--- begin INPUT FOR THIS TASK ---

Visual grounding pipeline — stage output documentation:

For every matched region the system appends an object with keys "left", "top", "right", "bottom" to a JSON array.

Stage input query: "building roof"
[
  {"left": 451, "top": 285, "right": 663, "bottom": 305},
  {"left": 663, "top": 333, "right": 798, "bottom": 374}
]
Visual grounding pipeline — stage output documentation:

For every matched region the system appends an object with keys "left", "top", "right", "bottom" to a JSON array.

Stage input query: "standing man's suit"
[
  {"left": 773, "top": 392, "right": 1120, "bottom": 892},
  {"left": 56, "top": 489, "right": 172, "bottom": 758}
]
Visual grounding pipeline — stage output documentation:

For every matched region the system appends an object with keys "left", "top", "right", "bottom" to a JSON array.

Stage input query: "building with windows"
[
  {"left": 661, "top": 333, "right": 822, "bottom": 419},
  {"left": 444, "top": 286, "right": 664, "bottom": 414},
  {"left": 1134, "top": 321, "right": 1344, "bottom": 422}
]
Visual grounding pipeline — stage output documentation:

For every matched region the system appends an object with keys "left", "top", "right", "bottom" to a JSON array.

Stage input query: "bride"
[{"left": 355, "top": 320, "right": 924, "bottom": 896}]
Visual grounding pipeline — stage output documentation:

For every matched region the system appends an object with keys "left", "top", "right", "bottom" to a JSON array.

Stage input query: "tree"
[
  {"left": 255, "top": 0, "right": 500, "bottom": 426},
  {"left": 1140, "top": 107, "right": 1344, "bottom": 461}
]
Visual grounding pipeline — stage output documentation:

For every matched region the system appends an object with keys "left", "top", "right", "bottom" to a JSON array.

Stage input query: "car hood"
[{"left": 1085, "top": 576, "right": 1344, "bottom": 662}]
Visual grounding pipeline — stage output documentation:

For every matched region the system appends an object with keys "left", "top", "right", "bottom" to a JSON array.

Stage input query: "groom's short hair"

--- end INPUT FOR THIS TASK ---

# WHAT YOU NEED TO DO
Locate each line in the listing above that contains the string "query" and copy those lines out. Only matches with the same case count.

# RESULT OF THIS TASK
Stage input query: "building roof"
Stage input query: "standing man's suit"
Stage input query: "building with windows"
Stage input query: "bride"
Stage input query: "tree"
Stage input query: "car hood"
Stage input query: "groom's short hair"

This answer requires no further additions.